┌──

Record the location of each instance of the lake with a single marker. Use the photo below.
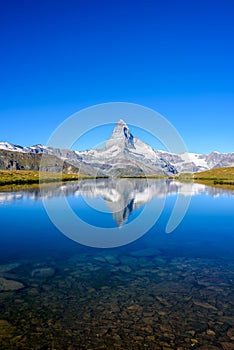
(145, 289)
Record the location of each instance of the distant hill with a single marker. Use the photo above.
(122, 155)
(216, 174)
(10, 160)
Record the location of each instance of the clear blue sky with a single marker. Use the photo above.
(176, 57)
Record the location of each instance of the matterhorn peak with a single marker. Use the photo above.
(121, 136)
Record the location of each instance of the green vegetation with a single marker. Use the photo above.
(21, 177)
(184, 177)
(219, 177)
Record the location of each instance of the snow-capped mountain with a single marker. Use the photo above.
(123, 154)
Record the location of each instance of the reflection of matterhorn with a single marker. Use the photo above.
(121, 196)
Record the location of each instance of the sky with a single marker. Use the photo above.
(174, 56)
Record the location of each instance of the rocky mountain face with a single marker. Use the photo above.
(12, 160)
(123, 154)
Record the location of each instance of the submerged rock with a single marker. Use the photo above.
(145, 252)
(8, 267)
(43, 272)
(10, 285)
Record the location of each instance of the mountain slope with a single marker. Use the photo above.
(31, 161)
(122, 155)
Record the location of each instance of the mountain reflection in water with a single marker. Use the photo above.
(121, 196)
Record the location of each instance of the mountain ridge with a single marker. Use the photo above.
(123, 154)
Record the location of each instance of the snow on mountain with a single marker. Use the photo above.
(124, 154)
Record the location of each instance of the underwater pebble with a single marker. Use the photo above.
(8, 285)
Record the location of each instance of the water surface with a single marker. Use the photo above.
(160, 292)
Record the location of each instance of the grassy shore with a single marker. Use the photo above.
(220, 177)
(28, 177)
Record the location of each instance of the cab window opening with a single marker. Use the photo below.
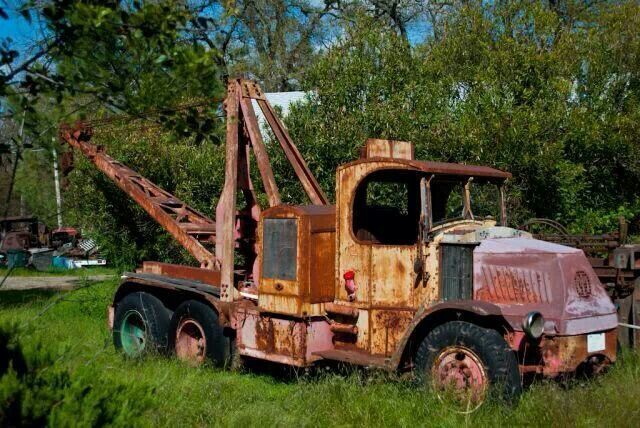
(386, 208)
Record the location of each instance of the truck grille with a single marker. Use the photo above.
(457, 272)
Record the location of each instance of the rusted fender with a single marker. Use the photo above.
(210, 294)
(475, 307)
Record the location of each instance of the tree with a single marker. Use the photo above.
(516, 86)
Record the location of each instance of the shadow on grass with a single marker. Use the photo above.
(15, 298)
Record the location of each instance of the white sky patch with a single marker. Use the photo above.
(280, 99)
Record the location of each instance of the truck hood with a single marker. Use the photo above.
(522, 275)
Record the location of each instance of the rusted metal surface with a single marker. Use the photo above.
(616, 263)
(283, 340)
(312, 282)
(536, 275)
(185, 272)
(321, 282)
(188, 226)
(460, 369)
(304, 174)
(442, 168)
(346, 311)
(563, 354)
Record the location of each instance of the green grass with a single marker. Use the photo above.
(98, 270)
(73, 337)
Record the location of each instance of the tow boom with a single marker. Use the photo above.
(231, 229)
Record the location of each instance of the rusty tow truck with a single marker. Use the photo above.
(401, 273)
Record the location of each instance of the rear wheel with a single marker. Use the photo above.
(469, 361)
(196, 335)
(141, 325)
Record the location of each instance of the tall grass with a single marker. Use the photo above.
(72, 340)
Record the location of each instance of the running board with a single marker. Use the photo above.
(353, 357)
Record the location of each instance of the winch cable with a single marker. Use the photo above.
(635, 327)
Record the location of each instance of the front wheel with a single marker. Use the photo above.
(469, 361)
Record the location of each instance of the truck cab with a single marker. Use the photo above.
(412, 248)
(412, 269)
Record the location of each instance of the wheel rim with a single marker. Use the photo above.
(133, 333)
(458, 369)
(191, 343)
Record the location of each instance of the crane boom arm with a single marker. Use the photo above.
(188, 226)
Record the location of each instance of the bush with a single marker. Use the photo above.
(35, 391)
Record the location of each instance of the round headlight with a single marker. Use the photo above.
(533, 324)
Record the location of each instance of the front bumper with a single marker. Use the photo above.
(567, 354)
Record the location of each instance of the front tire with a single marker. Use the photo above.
(196, 335)
(141, 325)
(471, 360)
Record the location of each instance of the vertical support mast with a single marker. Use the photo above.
(251, 90)
(231, 229)
(226, 208)
(189, 227)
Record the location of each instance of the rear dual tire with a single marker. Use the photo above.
(196, 335)
(140, 325)
(143, 325)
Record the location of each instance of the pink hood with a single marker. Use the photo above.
(521, 275)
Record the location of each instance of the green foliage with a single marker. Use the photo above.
(511, 86)
(125, 233)
(35, 391)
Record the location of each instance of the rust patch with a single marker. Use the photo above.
(514, 285)
(264, 334)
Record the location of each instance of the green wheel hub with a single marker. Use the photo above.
(133, 333)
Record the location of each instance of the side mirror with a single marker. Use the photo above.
(418, 265)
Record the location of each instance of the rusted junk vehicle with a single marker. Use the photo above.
(391, 276)
(614, 260)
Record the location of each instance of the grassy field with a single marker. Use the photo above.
(71, 375)
(98, 270)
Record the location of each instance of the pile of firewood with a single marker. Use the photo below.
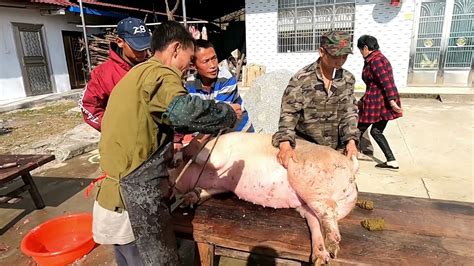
(99, 47)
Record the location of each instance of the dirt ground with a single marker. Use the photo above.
(21, 129)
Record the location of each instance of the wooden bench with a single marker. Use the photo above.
(417, 232)
(15, 166)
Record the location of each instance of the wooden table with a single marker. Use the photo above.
(25, 164)
(417, 232)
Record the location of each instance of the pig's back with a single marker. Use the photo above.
(256, 175)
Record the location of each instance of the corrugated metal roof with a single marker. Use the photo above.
(64, 3)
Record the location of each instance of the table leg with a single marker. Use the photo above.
(35, 195)
(205, 252)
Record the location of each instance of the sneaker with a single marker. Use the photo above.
(388, 165)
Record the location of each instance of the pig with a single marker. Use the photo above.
(320, 185)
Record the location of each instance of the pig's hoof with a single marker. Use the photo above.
(191, 198)
(320, 259)
(319, 262)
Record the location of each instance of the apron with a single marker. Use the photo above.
(145, 192)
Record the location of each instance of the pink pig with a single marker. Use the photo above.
(321, 185)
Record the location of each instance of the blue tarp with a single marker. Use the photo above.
(96, 12)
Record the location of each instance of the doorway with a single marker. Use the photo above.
(75, 58)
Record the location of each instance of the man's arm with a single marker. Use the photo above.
(291, 105)
(187, 114)
(232, 96)
(93, 101)
(348, 125)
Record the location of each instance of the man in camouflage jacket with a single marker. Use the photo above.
(318, 104)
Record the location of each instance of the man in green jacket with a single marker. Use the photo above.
(136, 148)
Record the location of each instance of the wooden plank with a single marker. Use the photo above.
(238, 225)
(206, 253)
(26, 163)
(254, 258)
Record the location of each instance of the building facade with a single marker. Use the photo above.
(33, 50)
(426, 46)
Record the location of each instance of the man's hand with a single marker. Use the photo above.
(395, 107)
(351, 149)
(177, 146)
(237, 109)
(285, 154)
(195, 145)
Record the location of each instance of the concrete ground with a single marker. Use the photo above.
(433, 143)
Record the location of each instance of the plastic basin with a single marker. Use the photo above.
(60, 241)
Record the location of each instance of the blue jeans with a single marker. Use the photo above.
(127, 255)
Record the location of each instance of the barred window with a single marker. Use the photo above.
(302, 22)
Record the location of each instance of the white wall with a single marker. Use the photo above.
(390, 25)
(11, 80)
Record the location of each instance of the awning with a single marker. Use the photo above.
(97, 12)
(64, 3)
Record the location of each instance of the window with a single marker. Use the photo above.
(301, 22)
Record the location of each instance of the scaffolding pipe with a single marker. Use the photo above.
(184, 14)
(85, 38)
(148, 24)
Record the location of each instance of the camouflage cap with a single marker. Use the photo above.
(337, 43)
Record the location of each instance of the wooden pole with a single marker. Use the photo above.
(89, 67)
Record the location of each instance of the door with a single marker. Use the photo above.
(74, 58)
(33, 58)
(443, 47)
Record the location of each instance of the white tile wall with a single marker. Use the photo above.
(390, 25)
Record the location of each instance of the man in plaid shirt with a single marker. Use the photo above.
(381, 101)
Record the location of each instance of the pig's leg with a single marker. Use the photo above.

└──

**Your goal**: Exactly as written, set down each line of the records, leaving out the pictures.

**Exercise answer**:
Record the location of each instance of the lake with a single marker. Use the photo below.
(145, 289)
Record the location of each instance of the distant hill with a single marker. Use the photo above.
(122, 155)
(216, 174)
(10, 160)
Record the location of each instance of the clear blue sky with a single marker. Use the photo above.
(176, 57)
Record the location of each instance of the matterhorn peak with a single marker. Use the photo above.
(121, 136)
Record the location of each instance of the green vegetation with a single marker. Use the photo above.
(21, 177)
(184, 177)
(219, 177)
Record the location of each instance of the snow-capped mountain with a single marker. Use the photo above.
(123, 154)
Record the location of each instance of the reflection of matterhorn with a single marker. Use the photo above.
(121, 196)
Record the location of each instance of the sky with a single marker. Use the photo above.
(174, 56)
Record the location of each instance of the rocky mountain face with a single marker. Use the photo above.
(12, 160)
(123, 154)
Record the location of each instance of the submerged rock with a single marker. Use the photo above.
(145, 252)
(8, 267)
(43, 272)
(10, 285)
Record the location of each instance of the mountain slope with a single marker. Use the photo above.
(31, 161)
(122, 155)
Record the location of each instance of the mountain reflection in water with a single marker. Use the photo above.
(121, 196)
Record the location of each instance of the mountain ridge with a single marker. Use the photo above.
(123, 154)
Record the location of each instance of the snow on mountain with a single marker. Use the photo above.
(124, 154)
Record the location of each instance of the underwater pebble with a single marker. Use the photo above.
(8, 285)
Record the location of each instance of the water surface with a single marker. Use the photo above.
(160, 292)
Record the location of each instance of the grassy shore with a single marker. Use the photo above.
(220, 177)
(28, 177)
Record the location of each instance of the cab window opening with a single marker. Use the photo below.
(386, 208)
Record the location of each instance of the truck grille with a single marker. Use the photo above.
(457, 272)
Record the location of each instance of the rusted fender with a single marker. Use the photo above.
(210, 294)
(475, 307)
Record the location of each instance of the tree with a single marker. Use the photo above.
(516, 86)
Record the location of each instance of the shadow on grass with a single marker. Use the photo above.
(15, 298)
Record the location of each instance of the white sky patch with a single marker. Use the photo above.
(280, 99)
Record the location of each instance of the truck hood with a single marker. Use the photo above.
(522, 275)
Record the location of each instance of the rusted metal surface with a single marker. Use the photo above.
(616, 263)
(283, 340)
(312, 282)
(536, 275)
(185, 272)
(321, 282)
(188, 226)
(460, 369)
(304, 174)
(442, 168)
(346, 311)
(563, 354)
Record the location of each instance of the green grass with a single marker. Use the photo above.
(98, 270)
(73, 337)
Record the location of each instance of the tow boom with a single marker. Use the photo above.
(231, 229)
Record the location of each instance of the rusty tow truck with a single marker. Use the photo above.
(401, 273)
Record the location of each instance of the rear wheel with a single marker. Use the photo above.
(469, 361)
(196, 335)
(141, 325)
Record the location of each instance of the tall grass with a single marker. Use the photo above.
(72, 340)
Record the location of each instance of the running board with a single marker. Use the photo above.
(353, 357)
Record the location of each instance of the winch cable with a single marker. Use the photo above.
(635, 327)
Record the location of each instance of the front wheel with a single marker. Use the photo above.
(469, 361)
Record the location of each instance of the truck cab with a single marker. Use the photo above.
(412, 248)
(412, 269)
Record the location of each instance of the wheel rim with a single marker. Use the photo above.
(133, 333)
(458, 369)
(191, 343)
Record the location of each instance of the crane boom arm with a single marker. Use the photo above.
(188, 226)
Record the location of each instance of the bush with a single marker. Use the photo above.
(35, 391)
Record the location of each instance of the round headlight with a single marker. Use the photo above.
(533, 324)
Record the location of each instance of the front bumper with a single marker. Use the photo above.
(567, 354)
Record the location of each instance of the front tire with a single marker. Use the photo above.
(196, 335)
(141, 325)
(471, 360)
Record the location of each instance of the vertical support mast with a single marker. Use the photo above.
(251, 90)
(231, 229)
(226, 208)
(189, 227)
Record the location of each instance of the rear dual tire with a single marker. Use the photo above.
(196, 335)
(140, 325)
(143, 325)
Record the location of each instance of the pink hood with a single marker. Use the photo above.
(521, 275)
Record the location of each instance of the green foliage with a single marker. Use the photo above.
(511, 86)
(125, 233)
(35, 391)
Record the location of each instance of the rust patch with a single marker. Use the photo above.
(514, 285)
(264, 334)
Record the location of each instance of the green wheel hub with a single marker. Use the photo above.
(133, 333)
Record the location of each instance of the side mirror with a single marker. Use the photo above.
(418, 265)
Record the location of each instance of the rusted junk vehicle with a single marker. Use the photo above.
(391, 276)
(614, 260)
Record the location of each instance of the grassy field with a single marker. Use the photo above.
(71, 375)
(98, 270)
Record the location of each instance of the pile of firewood with a single marker. Use the photo below.
(99, 47)
Record the location of each instance of the dirt ground with a single marker. Use the photo above.
(21, 129)
Record the location of each instance of the wooden bench with a single marker. Use the photo above.
(417, 232)
(15, 166)
Record the location of each instance of the wooden table with a single marker. Use the photo above.
(25, 164)
(417, 232)
Record the location of each instance of the pig's back with a single marker. Use the photo above.
(256, 175)
Record the location of each instance of the corrugated metal roof with a single marker. Use the photo above.
(64, 3)
Record the location of each instance of the table leg with a single marker. Use the photo above.
(35, 195)
(205, 252)
Record the location of each instance of the sneaker with a single marker. Use the photo above.
(388, 165)
Record the location of each instance of the pig with a single marker. Use the photo above.
(320, 185)
Record the location of each instance of the pig's hoof with a single marker. Use the photo above.
(191, 198)
(320, 259)
(319, 262)
Record the location of each instance of the apron with a single marker. Use the photo above.
(145, 192)
Record the location of each instance of the pink pig with a single marker. Use the photo above.
(321, 185)
Record the location of each instance of the blue tarp with a single marker. Use the photo above.
(96, 12)
Record the location of each instance of the doorway with a single marker. Use the photo above.
(75, 58)
Record the location of each instance of the man's arm with a single marker. Use the photo above.
(291, 105)
(187, 114)
(232, 96)
(93, 101)
(348, 125)
Record the location of each instance of the man in camouflage jacket with a single marker. Use the photo above.
(318, 104)
Record the location of each instance of the man in green jacket with a single marker. Use the photo above.
(136, 148)
Record the location of each instance of the wooden plank with a single marker. Use the photo above.
(238, 225)
(206, 253)
(26, 163)
(254, 258)
Record the location of each instance of the building facade with a single marker. Use the photo above.
(33, 50)
(426, 46)
Record the location of each instance of the man's hand with a single marker. Use the photo above.
(395, 107)
(351, 149)
(177, 146)
(237, 109)
(285, 154)
(195, 145)
Record the location of each instance of the concrete ground with a single marker. Use the photo above.
(433, 143)
Record the location of each instance of the plastic basin with a single marker. Use the photo above.
(60, 241)
Record the location of each instance of the blue jeans with a single marker. Use the photo above.
(127, 255)
Record the location of each instance of the barred window with a single marker. Use the photo above.
(302, 22)
Record the location of each instance of the white wall with a single marker. Use the photo above.
(390, 25)
(11, 80)
Record the location of each instance of the awning with a single marker. Use the photo above.
(97, 12)
(64, 3)
Record the location of each instance of the window with a single marker. Use the photo above.
(301, 22)
Record the location of each instance of the scaffolding pipe with a single marker. Use the photo above.
(184, 14)
(85, 38)
(148, 24)
Record the location of each instance of the camouflage cap with a single marker. Use the photo above.
(337, 43)
Record the location of each instance of the wooden pole with a single marker. Use the photo above.
(89, 67)
Record the location of each instance of the door with a single marker. Use the photo above.
(74, 58)
(33, 58)
(443, 47)
Record the location of each instance of the white tile wall with a single marker. Use the photo above.
(390, 25)
Record the location of each instance of the man in plaid shirt with a single marker. Use the photo above.
(381, 101)
Record the location of each instance of the pig's leg with a single marker. Use the photo above.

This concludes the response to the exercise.